### [EXTRACTED INFORMATION]
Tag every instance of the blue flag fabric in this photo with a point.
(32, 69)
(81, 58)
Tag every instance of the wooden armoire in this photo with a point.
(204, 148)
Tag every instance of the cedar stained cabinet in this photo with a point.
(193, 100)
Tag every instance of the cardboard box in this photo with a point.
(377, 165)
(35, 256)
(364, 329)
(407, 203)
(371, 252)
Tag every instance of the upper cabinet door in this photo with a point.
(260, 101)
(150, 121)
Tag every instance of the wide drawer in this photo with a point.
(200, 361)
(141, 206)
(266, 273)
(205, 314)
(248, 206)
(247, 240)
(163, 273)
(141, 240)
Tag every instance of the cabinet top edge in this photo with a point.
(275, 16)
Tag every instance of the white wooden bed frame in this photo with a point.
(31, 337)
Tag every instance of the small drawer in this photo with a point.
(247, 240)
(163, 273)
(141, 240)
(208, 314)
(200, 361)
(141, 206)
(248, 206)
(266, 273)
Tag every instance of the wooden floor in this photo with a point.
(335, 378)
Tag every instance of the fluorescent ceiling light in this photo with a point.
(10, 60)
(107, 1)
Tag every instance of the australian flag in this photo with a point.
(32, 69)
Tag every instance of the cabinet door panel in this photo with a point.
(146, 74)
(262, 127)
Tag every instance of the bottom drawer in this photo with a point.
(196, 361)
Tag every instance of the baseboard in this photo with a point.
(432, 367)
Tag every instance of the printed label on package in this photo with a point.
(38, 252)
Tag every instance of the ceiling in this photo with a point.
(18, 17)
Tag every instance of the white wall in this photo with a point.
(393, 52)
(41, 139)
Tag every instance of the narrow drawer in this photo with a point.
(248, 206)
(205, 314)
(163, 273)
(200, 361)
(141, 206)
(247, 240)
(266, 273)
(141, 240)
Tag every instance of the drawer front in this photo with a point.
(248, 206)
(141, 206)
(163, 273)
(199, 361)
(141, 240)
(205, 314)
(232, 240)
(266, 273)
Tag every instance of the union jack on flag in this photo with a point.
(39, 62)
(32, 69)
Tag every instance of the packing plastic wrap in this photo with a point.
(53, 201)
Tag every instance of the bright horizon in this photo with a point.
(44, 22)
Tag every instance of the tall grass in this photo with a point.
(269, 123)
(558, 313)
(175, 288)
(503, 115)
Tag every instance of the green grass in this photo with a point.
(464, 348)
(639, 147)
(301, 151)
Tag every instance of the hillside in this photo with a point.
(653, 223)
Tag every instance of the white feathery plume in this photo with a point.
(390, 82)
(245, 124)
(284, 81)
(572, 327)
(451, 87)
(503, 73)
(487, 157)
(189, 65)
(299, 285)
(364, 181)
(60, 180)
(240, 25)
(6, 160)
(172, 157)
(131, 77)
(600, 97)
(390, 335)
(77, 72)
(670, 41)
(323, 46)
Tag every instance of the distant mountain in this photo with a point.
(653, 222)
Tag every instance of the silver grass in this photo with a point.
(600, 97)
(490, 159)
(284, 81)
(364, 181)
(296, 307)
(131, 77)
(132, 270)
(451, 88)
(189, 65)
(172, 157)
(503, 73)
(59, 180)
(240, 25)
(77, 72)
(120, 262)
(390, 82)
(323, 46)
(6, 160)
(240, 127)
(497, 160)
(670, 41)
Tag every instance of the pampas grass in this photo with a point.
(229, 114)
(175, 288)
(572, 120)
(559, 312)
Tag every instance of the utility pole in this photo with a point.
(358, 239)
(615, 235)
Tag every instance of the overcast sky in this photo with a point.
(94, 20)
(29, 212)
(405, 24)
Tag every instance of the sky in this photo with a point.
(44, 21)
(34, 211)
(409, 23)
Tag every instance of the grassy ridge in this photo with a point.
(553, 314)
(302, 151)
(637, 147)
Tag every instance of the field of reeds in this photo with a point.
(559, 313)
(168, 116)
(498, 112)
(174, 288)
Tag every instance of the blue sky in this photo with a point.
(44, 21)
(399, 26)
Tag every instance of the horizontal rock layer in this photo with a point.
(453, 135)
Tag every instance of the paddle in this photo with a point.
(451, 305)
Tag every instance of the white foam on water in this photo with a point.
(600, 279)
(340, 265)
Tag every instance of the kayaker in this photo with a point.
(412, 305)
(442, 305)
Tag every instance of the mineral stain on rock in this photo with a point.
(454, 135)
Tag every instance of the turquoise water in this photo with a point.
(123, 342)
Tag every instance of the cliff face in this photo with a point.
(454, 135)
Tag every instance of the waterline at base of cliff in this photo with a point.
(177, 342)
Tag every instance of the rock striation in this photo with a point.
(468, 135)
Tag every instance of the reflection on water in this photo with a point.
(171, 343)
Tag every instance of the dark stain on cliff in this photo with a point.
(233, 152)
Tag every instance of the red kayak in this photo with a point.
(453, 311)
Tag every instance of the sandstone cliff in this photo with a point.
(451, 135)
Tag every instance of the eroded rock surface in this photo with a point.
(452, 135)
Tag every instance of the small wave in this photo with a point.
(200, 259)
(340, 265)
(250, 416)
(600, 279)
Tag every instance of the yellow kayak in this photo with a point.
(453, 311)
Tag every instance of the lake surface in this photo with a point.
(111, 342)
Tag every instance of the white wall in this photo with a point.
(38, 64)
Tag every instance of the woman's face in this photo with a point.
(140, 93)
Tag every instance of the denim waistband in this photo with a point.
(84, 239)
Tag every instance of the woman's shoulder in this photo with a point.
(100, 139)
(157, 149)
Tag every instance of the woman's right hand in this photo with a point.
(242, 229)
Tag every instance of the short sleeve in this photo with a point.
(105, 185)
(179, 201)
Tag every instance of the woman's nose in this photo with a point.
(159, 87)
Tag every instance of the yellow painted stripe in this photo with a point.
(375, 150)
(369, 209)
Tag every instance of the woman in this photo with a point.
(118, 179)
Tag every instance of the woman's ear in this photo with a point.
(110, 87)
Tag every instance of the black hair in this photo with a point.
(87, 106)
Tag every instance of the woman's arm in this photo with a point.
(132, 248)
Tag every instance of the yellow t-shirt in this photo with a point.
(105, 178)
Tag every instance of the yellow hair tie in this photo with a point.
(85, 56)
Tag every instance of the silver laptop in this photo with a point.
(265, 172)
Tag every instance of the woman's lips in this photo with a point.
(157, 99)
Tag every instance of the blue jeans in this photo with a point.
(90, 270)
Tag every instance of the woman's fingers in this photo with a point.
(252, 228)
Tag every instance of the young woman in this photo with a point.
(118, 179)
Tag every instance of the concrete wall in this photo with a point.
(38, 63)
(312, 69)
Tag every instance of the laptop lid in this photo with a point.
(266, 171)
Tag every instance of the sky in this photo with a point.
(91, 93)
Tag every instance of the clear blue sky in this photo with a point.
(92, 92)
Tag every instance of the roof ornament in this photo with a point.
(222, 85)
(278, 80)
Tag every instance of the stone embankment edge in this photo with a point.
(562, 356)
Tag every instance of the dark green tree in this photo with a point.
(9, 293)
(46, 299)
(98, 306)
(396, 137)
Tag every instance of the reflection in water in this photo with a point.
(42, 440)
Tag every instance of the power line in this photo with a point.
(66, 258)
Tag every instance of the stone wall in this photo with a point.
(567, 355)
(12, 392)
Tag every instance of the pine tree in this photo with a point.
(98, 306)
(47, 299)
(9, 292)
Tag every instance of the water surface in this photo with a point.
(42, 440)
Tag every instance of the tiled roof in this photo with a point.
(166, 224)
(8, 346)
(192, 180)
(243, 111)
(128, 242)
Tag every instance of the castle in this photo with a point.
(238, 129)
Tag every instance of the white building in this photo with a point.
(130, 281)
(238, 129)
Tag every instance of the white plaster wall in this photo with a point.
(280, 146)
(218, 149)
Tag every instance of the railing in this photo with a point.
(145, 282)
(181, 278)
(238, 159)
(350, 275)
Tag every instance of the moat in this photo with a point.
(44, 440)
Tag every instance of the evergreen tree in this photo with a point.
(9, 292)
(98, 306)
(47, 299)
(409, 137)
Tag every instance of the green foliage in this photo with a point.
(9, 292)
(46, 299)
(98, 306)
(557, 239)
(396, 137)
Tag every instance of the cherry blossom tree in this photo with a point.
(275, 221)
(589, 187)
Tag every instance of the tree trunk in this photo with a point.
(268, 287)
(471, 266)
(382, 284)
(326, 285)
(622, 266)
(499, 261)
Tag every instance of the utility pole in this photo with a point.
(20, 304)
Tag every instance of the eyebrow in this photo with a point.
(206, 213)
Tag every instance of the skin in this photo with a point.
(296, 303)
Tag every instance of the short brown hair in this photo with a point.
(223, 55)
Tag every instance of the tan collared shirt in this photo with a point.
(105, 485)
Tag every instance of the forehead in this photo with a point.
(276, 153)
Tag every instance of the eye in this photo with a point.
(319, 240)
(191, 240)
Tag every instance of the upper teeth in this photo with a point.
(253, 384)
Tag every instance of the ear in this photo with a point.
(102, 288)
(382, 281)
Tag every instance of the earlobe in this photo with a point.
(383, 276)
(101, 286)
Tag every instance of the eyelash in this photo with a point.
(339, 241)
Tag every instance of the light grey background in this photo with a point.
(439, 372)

### [EXERCISE DIRECTIONS]
From the line that contains "Tag every instance of the eyebrow" down to the last line of the listing above, repeat each line exactly, and include nothing else.

### [THE COMPLETED TASK]
Tag every instance of the eyebrow in this photo with a point.
(206, 213)
Tag every instance of the skin in this photo with a point.
(296, 303)
Tag every instance of the short brown hair in this photo with a point.
(223, 55)
Tag every instance of the tan collared shirt in this photo with a point.
(105, 485)
Tag every instance of the forehead in this photo with a point.
(276, 153)
Tag every instance of the eye in this photo with a point.
(319, 240)
(191, 240)
Tag every instance of the upper teeth in this photo with a point.
(253, 384)
Tag every instance of the ear in this photo with a point.
(102, 288)
(382, 281)
Tag every instance of the earlobe in this photo with a point.
(383, 276)
(101, 286)
Tag every instance of the eyelash in this photo with a point.
(339, 241)
Tag every instance of the light grey background in this photo with a point.
(439, 372)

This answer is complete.